Given task: Find every line in the records below that contains the word "dark", matching case exactly, and copy each of those lines in full.

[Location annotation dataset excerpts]
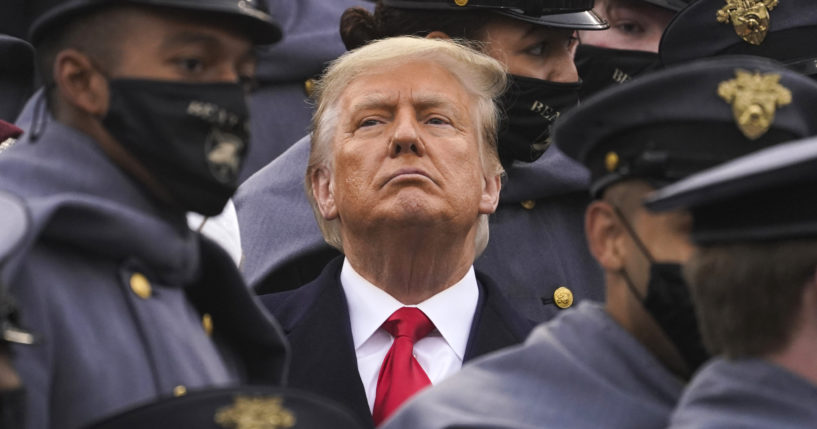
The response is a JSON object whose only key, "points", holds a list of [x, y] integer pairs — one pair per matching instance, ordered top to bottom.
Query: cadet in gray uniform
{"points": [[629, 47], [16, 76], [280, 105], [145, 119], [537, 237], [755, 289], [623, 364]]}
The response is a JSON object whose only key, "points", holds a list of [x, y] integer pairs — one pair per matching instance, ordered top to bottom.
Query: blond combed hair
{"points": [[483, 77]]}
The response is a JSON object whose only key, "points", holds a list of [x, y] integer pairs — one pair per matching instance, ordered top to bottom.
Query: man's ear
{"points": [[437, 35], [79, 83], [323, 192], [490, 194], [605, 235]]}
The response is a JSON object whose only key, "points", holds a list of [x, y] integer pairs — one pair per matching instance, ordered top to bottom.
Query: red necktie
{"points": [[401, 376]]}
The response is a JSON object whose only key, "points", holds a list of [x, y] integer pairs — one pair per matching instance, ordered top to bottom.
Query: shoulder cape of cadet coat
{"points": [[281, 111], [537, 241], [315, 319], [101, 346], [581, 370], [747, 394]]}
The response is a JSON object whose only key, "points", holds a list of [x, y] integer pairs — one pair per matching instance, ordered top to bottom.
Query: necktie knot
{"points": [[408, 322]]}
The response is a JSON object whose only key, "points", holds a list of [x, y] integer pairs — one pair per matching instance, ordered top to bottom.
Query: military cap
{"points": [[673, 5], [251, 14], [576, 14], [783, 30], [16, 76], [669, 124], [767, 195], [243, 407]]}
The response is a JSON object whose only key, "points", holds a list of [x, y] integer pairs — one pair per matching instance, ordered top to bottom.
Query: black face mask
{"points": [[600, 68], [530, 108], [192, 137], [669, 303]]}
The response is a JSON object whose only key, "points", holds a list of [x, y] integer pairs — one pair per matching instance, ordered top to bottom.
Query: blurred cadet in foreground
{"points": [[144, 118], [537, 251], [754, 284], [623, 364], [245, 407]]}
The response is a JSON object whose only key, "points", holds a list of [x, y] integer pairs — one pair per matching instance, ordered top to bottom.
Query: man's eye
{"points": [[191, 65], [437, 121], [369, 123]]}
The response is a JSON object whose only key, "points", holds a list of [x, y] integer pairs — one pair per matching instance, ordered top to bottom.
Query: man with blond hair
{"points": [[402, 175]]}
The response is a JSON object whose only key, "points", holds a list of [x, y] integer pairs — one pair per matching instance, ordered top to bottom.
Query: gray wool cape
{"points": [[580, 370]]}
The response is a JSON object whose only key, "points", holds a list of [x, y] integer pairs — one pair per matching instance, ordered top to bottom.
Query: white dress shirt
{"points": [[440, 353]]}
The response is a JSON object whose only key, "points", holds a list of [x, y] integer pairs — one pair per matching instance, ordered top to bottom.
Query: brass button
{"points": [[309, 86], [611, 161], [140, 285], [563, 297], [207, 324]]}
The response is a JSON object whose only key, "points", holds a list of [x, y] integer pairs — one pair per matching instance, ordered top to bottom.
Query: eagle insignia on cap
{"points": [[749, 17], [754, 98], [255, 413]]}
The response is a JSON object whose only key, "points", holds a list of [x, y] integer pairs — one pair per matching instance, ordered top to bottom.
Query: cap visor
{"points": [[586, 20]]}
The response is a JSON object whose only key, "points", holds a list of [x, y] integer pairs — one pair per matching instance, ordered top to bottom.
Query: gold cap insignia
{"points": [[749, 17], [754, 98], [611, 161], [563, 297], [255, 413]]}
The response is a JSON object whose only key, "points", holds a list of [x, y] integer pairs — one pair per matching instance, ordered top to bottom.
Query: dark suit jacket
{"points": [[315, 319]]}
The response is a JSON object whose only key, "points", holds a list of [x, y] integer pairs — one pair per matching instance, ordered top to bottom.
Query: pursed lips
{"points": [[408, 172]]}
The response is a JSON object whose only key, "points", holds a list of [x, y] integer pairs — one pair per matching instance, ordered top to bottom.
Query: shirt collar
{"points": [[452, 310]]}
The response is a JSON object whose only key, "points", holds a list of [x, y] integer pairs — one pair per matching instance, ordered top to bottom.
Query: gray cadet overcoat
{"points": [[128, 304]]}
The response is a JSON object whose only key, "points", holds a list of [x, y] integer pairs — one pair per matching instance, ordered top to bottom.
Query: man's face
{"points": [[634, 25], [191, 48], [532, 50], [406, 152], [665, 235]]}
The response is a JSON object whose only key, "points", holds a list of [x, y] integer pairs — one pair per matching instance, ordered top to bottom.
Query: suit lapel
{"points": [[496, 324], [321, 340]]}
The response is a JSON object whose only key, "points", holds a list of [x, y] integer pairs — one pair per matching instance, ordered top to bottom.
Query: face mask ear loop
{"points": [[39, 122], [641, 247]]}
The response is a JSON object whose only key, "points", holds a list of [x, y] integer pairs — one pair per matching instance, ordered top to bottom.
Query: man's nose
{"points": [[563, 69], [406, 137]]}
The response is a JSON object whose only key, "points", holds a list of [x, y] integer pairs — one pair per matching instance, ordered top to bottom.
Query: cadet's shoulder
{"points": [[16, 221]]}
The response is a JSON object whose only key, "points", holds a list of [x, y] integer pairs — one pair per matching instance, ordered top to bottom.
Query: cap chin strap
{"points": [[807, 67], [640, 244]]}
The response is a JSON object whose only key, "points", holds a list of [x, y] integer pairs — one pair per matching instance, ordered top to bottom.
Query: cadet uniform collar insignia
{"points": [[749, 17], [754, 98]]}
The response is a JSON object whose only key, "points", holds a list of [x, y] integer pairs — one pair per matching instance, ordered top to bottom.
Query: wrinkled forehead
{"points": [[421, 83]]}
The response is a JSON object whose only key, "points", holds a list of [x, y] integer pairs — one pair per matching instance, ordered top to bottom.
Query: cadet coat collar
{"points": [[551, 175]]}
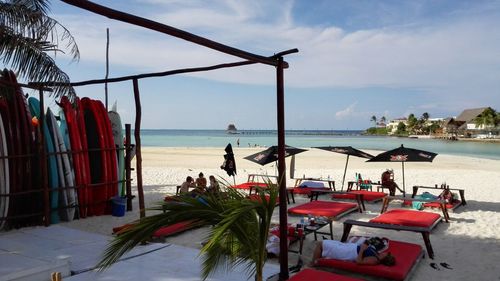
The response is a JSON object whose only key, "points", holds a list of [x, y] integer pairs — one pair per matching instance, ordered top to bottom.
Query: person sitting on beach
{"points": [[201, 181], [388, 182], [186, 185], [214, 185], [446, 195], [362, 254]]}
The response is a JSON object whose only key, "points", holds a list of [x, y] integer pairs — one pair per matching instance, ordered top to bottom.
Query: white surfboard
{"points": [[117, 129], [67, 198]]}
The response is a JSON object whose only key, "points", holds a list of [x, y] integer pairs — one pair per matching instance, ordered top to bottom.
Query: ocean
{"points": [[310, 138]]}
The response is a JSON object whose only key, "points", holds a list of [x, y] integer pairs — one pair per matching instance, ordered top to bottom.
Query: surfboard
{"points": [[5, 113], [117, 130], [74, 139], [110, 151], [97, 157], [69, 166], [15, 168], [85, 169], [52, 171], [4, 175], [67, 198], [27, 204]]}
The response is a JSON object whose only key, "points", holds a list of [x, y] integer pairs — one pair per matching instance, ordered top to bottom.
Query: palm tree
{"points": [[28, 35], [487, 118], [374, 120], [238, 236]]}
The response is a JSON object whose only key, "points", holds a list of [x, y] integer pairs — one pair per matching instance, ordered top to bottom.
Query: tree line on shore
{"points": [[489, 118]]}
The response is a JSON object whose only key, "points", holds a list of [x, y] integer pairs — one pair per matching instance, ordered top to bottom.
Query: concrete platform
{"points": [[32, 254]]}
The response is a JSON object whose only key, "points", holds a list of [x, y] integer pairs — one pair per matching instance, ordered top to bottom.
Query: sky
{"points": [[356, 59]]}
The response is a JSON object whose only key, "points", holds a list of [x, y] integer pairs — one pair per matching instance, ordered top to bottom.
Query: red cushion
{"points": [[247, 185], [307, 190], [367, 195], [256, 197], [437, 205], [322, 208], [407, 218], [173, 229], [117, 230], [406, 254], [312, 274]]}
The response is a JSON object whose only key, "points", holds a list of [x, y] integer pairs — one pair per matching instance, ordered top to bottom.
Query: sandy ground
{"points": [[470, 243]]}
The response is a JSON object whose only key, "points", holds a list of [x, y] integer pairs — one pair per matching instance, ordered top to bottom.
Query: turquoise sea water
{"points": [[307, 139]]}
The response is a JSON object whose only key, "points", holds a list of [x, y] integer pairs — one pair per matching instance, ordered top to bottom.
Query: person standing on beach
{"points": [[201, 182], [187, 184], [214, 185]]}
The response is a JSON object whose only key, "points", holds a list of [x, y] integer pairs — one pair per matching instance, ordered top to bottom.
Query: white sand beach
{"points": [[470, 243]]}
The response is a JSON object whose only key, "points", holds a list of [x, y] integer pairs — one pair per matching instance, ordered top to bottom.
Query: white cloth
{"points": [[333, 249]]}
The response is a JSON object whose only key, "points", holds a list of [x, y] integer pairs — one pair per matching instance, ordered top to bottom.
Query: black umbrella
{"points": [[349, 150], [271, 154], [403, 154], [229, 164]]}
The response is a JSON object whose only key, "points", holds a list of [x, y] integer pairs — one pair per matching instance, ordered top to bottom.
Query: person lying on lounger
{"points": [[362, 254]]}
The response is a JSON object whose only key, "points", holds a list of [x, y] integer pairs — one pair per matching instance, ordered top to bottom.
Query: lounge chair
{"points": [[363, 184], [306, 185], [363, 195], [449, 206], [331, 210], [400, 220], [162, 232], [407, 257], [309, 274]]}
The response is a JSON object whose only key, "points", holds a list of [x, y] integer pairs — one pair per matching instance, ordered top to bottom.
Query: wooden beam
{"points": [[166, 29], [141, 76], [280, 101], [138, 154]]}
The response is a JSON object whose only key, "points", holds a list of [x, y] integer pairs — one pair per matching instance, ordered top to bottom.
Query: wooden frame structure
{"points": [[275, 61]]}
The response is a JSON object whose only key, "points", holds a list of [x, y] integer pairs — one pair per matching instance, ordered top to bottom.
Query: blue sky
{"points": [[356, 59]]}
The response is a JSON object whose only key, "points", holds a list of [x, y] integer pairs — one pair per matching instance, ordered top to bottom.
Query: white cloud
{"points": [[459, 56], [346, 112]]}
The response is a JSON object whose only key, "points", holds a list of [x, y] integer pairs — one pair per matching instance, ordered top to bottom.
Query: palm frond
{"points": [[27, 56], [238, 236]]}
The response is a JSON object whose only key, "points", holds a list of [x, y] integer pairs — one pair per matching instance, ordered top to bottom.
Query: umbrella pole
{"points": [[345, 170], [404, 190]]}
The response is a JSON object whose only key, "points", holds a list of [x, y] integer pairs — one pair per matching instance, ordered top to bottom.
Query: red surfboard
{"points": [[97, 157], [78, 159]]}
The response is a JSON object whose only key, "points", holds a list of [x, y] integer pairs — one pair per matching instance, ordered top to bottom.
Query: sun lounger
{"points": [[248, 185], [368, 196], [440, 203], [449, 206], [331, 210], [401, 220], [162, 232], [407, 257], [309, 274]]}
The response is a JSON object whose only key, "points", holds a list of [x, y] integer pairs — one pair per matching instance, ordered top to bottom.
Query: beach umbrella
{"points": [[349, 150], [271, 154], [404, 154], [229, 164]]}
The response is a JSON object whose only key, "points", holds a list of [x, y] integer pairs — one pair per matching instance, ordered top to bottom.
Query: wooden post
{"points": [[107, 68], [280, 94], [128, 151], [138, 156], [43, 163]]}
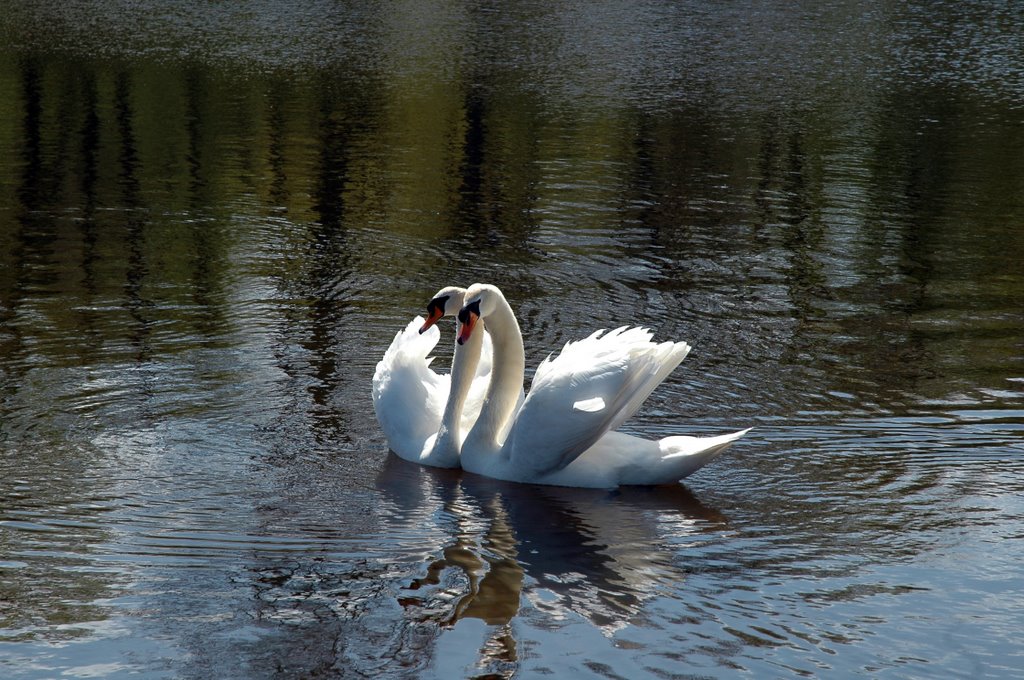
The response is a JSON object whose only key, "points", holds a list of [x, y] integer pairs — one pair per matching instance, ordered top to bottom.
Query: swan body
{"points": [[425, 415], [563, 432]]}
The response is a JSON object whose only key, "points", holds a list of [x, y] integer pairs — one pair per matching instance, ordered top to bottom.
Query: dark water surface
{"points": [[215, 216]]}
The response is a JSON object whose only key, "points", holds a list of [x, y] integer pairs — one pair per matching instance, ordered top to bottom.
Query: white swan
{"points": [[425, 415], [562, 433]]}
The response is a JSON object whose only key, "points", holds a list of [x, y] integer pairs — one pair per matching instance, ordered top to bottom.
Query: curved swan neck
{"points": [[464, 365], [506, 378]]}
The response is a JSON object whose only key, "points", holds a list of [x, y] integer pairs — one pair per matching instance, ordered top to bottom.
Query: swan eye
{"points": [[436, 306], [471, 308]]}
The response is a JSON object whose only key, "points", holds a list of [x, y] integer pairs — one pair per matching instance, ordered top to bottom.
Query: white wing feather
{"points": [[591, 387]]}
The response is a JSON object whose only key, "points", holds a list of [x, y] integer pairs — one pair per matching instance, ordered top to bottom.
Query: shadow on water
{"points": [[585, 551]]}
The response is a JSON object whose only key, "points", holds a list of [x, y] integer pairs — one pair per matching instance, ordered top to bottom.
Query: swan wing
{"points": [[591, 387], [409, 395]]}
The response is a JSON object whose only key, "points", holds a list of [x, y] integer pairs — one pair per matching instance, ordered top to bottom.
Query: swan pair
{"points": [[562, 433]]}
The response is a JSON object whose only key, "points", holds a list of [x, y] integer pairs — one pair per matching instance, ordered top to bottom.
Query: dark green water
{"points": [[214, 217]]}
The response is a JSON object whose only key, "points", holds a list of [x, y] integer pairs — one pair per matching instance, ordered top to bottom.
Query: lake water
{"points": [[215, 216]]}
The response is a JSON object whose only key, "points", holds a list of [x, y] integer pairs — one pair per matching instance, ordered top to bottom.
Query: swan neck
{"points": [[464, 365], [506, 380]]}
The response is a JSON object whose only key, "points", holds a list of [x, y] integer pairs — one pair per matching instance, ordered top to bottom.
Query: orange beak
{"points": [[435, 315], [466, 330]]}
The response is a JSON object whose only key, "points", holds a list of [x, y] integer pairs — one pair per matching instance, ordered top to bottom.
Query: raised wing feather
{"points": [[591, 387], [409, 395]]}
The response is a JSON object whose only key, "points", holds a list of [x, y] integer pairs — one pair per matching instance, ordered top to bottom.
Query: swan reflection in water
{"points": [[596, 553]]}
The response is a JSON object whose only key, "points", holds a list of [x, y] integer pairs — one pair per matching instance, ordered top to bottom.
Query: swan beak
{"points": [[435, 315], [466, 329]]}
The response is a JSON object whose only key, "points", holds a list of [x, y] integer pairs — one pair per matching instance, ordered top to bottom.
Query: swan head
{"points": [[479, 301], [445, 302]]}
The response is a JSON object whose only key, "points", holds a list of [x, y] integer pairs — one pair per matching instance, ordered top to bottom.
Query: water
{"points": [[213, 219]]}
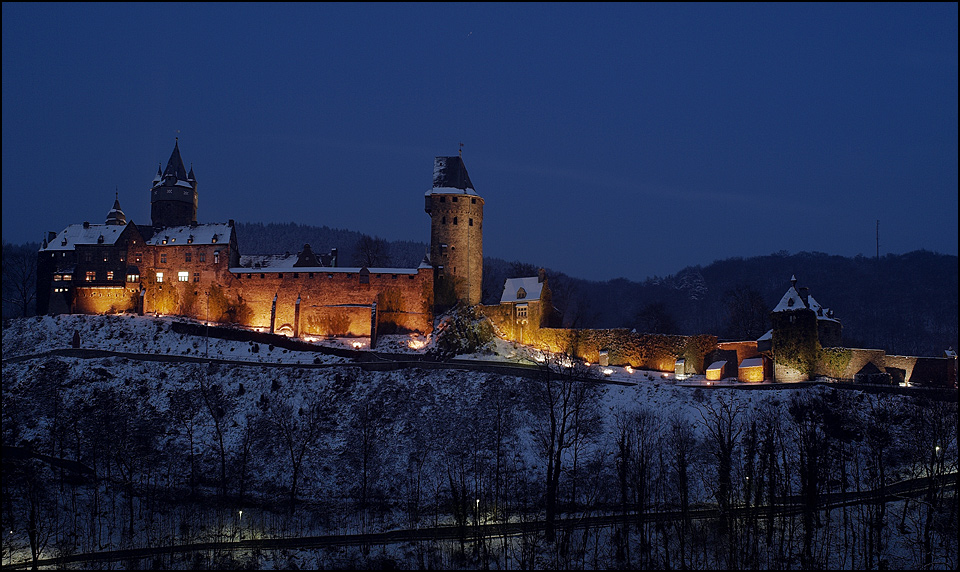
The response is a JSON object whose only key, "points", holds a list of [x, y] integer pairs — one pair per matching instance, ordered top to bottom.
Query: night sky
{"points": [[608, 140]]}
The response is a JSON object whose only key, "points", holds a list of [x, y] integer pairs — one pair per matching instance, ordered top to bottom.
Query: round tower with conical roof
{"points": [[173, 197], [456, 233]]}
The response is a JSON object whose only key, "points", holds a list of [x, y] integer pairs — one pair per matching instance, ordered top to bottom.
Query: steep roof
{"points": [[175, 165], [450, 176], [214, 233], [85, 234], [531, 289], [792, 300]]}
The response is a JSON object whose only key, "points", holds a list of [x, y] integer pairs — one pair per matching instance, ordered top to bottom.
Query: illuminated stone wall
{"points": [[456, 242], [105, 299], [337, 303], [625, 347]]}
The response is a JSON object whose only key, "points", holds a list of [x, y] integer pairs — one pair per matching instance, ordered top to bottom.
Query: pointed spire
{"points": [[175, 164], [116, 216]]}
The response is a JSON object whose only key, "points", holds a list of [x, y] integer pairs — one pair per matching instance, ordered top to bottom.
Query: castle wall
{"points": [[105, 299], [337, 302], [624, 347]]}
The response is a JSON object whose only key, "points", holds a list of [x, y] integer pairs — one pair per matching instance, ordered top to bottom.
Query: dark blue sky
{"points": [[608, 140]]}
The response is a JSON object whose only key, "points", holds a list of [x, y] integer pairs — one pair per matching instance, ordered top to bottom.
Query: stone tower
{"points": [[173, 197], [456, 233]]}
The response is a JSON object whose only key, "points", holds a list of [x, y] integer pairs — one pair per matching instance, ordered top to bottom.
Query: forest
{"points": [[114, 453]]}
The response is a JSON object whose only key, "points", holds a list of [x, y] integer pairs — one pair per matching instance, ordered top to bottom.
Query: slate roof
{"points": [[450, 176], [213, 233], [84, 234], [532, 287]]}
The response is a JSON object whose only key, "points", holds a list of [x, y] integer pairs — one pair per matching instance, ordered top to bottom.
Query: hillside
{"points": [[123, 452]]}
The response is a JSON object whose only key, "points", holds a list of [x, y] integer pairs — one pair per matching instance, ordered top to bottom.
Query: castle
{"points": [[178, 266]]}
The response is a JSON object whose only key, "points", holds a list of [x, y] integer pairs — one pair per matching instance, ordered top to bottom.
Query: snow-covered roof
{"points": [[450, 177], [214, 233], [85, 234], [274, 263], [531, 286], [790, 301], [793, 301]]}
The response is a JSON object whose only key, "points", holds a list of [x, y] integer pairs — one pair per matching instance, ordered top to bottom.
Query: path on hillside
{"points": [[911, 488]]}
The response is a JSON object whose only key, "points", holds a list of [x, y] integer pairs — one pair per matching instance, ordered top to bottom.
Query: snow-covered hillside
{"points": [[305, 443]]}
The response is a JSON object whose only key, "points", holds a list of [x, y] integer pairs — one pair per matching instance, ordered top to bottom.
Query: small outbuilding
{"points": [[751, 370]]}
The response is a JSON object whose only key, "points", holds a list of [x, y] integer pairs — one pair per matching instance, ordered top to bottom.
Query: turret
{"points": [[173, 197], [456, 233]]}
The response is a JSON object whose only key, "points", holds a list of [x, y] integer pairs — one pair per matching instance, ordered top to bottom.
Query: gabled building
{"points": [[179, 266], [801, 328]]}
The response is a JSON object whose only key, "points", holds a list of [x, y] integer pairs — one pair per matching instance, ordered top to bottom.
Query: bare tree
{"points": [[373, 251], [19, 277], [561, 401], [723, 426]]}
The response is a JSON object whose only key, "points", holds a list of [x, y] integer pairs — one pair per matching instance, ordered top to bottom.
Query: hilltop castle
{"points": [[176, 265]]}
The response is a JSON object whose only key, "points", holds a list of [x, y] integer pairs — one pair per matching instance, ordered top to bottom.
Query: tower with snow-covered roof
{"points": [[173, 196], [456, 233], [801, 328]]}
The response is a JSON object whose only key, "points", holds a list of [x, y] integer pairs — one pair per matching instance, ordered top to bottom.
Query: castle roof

Right answer:
Query: dark suit jacket
Query: dark water surface
Query: dark green water
Query: dark blue sky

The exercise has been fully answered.